_Passage provided_.

↓

Reality: ['POSITIVE', 'NEGATIVE', 'NEGATIVE', 'POSITIVE']
SVM: ['POSITIVE' 'NEGATIVE' 'NEGATIVE' 'POSITIVE']
Tree: ['POSITIVE' 'NEGATIVE' 'NEGATIVE' 'POSITIVE']
NB: ['POSITIVE' 'POSITIVE' 'NEGATIVE' 'NEGATIVE']
Logistic: ['POSITIVE' 'NEGATIVE' 'NEGATIVE' 'POSITIVE']


# Tuning our Model (with Grid Search)

In [19]:
from sklearn.model_selection import GridSearchCV

parameters = {'kernel': ('rbf', 'sigmoid'),
             'C': (1, 4, 8)}

svc = svm.SVC()
clf = GridSearchCV(svc, parameters)
clf.fit(train_x_vectors, train_y)

GridSearchCV(cv=None, error_score=nan,
             estimator=SVC(C=1.0, break_ties=False, cache_size=200,
                           class_weight=None, coef0=0.0,
                           decision_function_shape='ovr', degree=3,
                           gamma='scale', kernel='rbf', max_iter=-1,
                           probability=False, random_state=None, shrinking=True,
                           tol=0.001, verbose=False),
             iid='deprecated', n_jobs=None,
             param_grid={'C': (1, 4, 8), 'kernel': ('rbf', 'sigmoid')},
             pre_dispatch='2*n_jobs', refit=True, return_train_score=False,
             scoring=None, verbose=0)

In [21]:
print(f'SVM Grid: {f1_score(test_y, clf.predict(test_x_vectors), average=None, labels = [Sentiment.POSITIVE, Sentiment.NEGATIVE])}')

SVM Grid: [0.78062678 0.78591288]
Reality: ['POSITIVE', 'NEGATIVE', 'NEGATIVE', 'POSITIVE']
SVM Grid: ['POSITIVE' 'NEGATIVE' 'NEGATIVE' 'NEGATIVE']


# Saving Model

## Save

In [26]:
import pickle

with open('./models/sentiment_clf.pkl', 'wb') as f:
    pickle.dump(clf, f)

## Load

In [27]:
with open('./models/sentiment_clf.pkl', 'rb') as f:
    loaded_clf = pickle.load(f)

In [30]:
print(test_x[1], test_y[1], loaded_clf.predict(test_x_vectors[1]))

Be sure you have a pencil so you can write down all those cookie recipes.  The story itself is basically the usual fare, but still a good read.  At least I wasn't bored with it even though the plot was typical. NEGATIVE ['NEGATIVE']

↑

_Short exercise 1_. Copy the notebook excerpt again, starting at the words "with open('./models/sentiment_clf.pkl', 'wb')" and stopping after "loaded_clf = pickle.load(f)", and switch "sentiment_clf.pkl" to "sentiment_model.pkl" everywhere it appears in that span.
The notebook excerpt has no connection to the rows that come after it.

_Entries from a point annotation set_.
↓

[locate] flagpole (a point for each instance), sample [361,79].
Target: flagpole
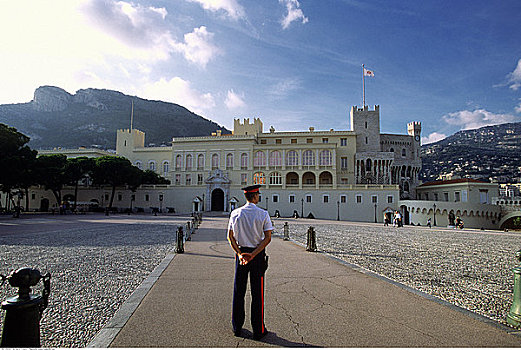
[363,86]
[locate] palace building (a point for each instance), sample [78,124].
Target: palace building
[358,174]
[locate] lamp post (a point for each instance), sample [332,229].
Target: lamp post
[434,205]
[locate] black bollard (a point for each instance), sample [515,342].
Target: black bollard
[311,242]
[23,312]
[179,249]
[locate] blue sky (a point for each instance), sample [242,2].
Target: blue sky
[450,64]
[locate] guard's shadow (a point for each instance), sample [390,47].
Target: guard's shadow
[273,339]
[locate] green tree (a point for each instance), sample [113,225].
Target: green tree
[15,160]
[77,169]
[113,171]
[50,172]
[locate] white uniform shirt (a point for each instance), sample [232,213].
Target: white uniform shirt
[248,224]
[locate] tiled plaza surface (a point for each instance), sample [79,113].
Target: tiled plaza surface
[96,262]
[468,268]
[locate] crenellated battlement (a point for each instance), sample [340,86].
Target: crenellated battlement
[247,128]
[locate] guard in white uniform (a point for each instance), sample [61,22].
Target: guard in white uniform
[249,232]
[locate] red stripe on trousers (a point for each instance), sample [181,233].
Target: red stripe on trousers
[262,305]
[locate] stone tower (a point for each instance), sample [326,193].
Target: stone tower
[127,140]
[366,124]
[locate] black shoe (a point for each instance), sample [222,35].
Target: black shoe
[260,335]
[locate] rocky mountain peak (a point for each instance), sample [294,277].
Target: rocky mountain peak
[50,99]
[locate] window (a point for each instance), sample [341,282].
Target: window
[200,162]
[292,158]
[215,161]
[259,159]
[229,161]
[325,157]
[244,160]
[308,158]
[343,163]
[166,166]
[483,196]
[275,178]
[189,162]
[275,158]
[259,179]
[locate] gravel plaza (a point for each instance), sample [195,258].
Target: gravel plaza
[96,262]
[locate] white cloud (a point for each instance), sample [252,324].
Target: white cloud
[234,101]
[284,87]
[477,119]
[294,13]
[197,47]
[230,7]
[514,78]
[180,91]
[433,137]
[518,107]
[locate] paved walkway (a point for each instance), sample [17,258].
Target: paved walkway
[311,300]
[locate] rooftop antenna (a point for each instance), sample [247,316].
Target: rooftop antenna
[132,115]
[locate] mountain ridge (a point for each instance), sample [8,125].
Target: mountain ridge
[91,117]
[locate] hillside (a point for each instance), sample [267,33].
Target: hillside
[91,117]
[488,153]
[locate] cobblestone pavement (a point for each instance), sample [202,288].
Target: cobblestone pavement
[468,268]
[95,263]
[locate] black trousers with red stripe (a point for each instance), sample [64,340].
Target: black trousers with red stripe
[255,269]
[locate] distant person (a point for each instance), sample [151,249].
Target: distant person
[249,232]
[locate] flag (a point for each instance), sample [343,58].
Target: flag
[368,73]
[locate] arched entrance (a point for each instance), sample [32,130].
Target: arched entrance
[44,204]
[217,200]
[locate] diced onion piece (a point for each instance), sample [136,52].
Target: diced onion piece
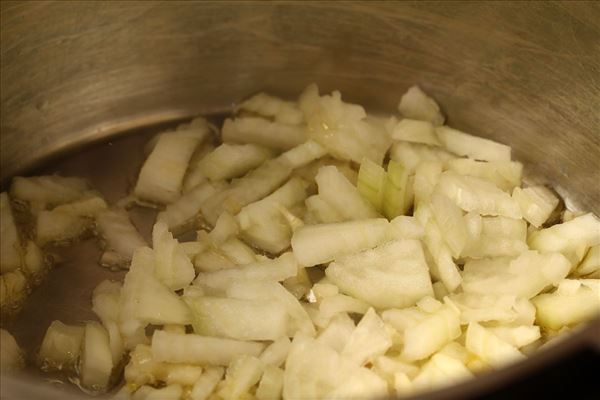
[412,130]
[518,336]
[489,347]
[10,257]
[394,274]
[162,174]
[431,334]
[361,383]
[170,392]
[536,202]
[313,369]
[271,384]
[179,214]
[499,236]
[442,266]
[591,262]
[369,340]
[277,269]
[105,303]
[335,189]
[262,223]
[145,299]
[276,353]
[568,306]
[504,174]
[441,370]
[194,176]
[172,266]
[238,319]
[417,105]
[263,132]
[302,154]
[474,147]
[337,332]
[207,382]
[68,221]
[242,374]
[371,180]
[252,187]
[524,276]
[342,127]
[212,259]
[233,160]
[121,236]
[387,365]
[11,356]
[339,304]
[226,227]
[403,227]
[318,244]
[237,251]
[450,220]
[322,210]
[275,293]
[478,195]
[96,359]
[426,178]
[571,238]
[13,291]
[143,369]
[395,190]
[61,346]
[34,263]
[503,309]
[412,154]
[280,110]
[200,350]
[48,191]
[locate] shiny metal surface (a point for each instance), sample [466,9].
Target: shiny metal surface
[523,74]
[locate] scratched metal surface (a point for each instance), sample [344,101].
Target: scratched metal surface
[74,73]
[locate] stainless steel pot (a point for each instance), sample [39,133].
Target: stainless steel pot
[524,74]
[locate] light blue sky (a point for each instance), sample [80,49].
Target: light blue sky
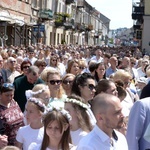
[118,11]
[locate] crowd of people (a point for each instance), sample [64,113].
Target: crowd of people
[74,97]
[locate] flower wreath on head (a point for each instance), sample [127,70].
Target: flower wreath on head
[30,93]
[61,110]
[38,102]
[74,101]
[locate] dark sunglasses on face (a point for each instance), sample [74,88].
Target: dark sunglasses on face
[43,65]
[67,82]
[91,87]
[52,82]
[12,61]
[26,67]
[54,59]
[8,85]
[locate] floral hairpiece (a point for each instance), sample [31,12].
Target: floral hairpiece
[30,93]
[77,102]
[61,110]
[38,102]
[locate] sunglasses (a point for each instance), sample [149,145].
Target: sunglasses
[81,68]
[91,87]
[52,82]
[67,82]
[7,85]
[132,63]
[26,67]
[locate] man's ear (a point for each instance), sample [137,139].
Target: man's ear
[99,117]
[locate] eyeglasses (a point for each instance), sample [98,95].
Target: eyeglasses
[91,87]
[43,65]
[54,59]
[132,63]
[67,82]
[12,61]
[7,85]
[52,82]
[81,68]
[127,83]
[26,67]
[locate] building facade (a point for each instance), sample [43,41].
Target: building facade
[51,22]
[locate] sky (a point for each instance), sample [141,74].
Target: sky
[118,11]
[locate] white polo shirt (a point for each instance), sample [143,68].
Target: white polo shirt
[97,140]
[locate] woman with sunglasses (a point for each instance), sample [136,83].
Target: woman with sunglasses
[84,86]
[24,68]
[52,78]
[73,67]
[100,72]
[67,81]
[55,63]
[10,114]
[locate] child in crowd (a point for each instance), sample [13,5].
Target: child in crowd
[34,131]
[80,124]
[56,131]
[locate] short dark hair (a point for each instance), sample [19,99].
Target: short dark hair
[24,63]
[6,87]
[80,80]
[103,85]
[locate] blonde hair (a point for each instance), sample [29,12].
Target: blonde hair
[51,71]
[122,75]
[10,148]
[47,71]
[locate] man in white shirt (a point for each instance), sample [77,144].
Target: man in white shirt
[108,113]
[98,58]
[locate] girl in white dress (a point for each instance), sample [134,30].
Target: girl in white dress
[34,131]
[80,124]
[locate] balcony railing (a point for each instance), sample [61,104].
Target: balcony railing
[68,2]
[46,14]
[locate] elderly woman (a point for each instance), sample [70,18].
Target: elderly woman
[10,113]
[52,78]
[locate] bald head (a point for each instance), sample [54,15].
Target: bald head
[102,102]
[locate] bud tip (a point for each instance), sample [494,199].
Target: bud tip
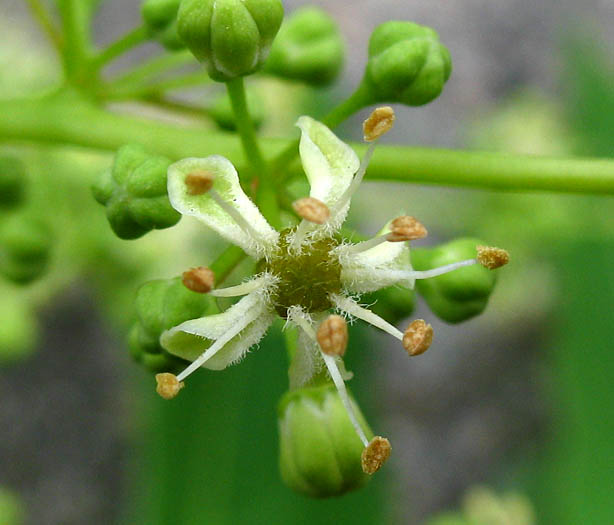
[379,123]
[168,385]
[375,454]
[199,182]
[418,337]
[333,336]
[491,257]
[200,280]
[312,210]
[406,228]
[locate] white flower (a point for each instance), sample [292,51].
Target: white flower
[306,271]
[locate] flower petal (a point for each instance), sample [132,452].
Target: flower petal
[259,240]
[243,324]
[377,267]
[329,163]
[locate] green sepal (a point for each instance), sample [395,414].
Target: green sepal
[458,295]
[319,449]
[12,182]
[221,111]
[394,303]
[25,246]
[160,18]
[160,305]
[308,48]
[407,64]
[231,37]
[135,194]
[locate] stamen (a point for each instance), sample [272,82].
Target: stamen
[333,336]
[199,182]
[200,280]
[243,288]
[418,337]
[312,210]
[218,345]
[382,119]
[379,123]
[492,258]
[365,245]
[168,386]
[304,322]
[406,228]
[353,308]
[375,455]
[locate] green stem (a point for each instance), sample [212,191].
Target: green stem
[266,196]
[67,118]
[190,80]
[42,16]
[154,66]
[122,45]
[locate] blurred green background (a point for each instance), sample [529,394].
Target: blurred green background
[519,399]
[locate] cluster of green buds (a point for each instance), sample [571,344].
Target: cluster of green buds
[302,271]
[134,193]
[232,37]
[160,17]
[25,238]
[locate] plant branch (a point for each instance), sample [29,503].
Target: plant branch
[42,16]
[67,118]
[122,45]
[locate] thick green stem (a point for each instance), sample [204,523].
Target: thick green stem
[266,197]
[66,118]
[42,16]
[124,44]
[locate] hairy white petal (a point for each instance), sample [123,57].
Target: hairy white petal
[258,240]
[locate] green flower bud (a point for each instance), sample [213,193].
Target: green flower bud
[12,182]
[11,509]
[458,295]
[160,305]
[232,37]
[25,245]
[393,304]
[19,332]
[308,48]
[319,448]
[134,193]
[160,17]
[407,64]
[224,116]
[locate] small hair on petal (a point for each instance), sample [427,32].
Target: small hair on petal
[200,280]
[332,336]
[379,123]
[199,182]
[406,228]
[491,257]
[168,386]
[418,337]
[312,210]
[375,454]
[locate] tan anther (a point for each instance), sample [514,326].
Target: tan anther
[491,257]
[168,385]
[200,280]
[199,182]
[418,337]
[379,123]
[406,228]
[312,210]
[375,454]
[333,336]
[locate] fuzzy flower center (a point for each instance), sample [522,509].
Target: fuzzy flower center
[306,279]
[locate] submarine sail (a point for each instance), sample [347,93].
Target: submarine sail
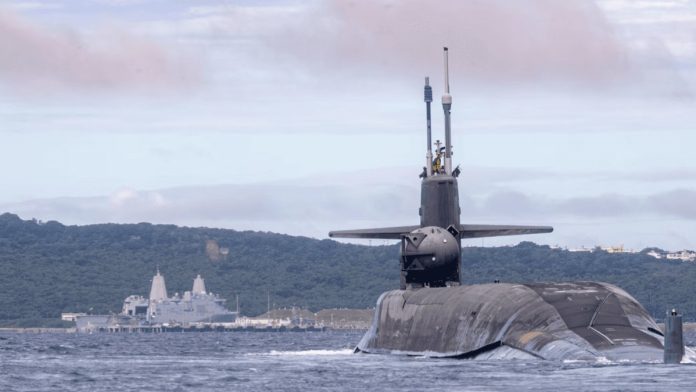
[433,314]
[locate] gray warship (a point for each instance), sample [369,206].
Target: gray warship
[432,314]
[195,307]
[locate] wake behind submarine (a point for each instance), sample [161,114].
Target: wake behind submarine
[434,315]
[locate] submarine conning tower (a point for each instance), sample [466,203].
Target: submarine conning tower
[435,263]
[431,251]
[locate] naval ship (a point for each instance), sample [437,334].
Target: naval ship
[197,306]
[432,314]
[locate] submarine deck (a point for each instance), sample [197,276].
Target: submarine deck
[578,320]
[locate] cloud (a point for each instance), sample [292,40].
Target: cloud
[39,59]
[494,40]
[314,209]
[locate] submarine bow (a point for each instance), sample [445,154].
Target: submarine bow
[560,321]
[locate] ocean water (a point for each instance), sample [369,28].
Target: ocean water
[319,361]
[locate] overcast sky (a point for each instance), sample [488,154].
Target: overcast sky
[304,116]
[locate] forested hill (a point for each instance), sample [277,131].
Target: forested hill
[48,268]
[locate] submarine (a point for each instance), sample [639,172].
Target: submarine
[434,315]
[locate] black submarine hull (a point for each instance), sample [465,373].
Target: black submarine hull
[552,321]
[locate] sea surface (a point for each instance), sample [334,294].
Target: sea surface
[291,361]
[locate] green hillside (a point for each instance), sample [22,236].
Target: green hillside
[48,268]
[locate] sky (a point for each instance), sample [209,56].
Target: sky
[301,117]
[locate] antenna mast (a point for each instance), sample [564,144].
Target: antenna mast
[446,106]
[428,97]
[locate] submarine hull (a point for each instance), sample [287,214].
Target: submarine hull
[554,321]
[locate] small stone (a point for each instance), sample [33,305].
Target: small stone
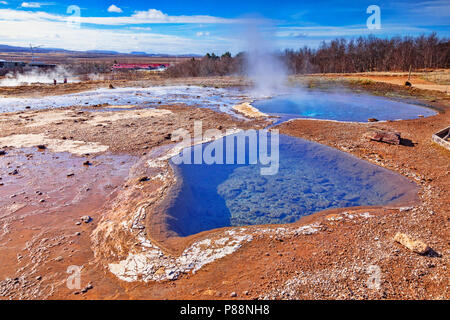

↑

_Short exercise 2_. Repeat the rows exactly, starting at the line that contains "[locate] antenna mast" and stopping after the last of the rows. Leave the pictures out of your answer.

_Exercise answer 1_.
with open('./models/sentiment_model.pkl', 'wb') as f:
    pickle.dump(clf, f)

## Load

In [27]:
with open('./models/sentiment_model.pkl', 'rb') as f:
    loaded_clf = pickle.load(f)

_Exercise answer 2_.
[locate] antenna mast (a point for each instance), sample [564,144].
Target: antenna mast
[446,106]
[428,97]
[locate] submarine hull (a point for each instance), sample [287,214].
Target: submarine hull
[554,321]
[locate] small stone (a point for each instance), sample [33,305].
Target: small stone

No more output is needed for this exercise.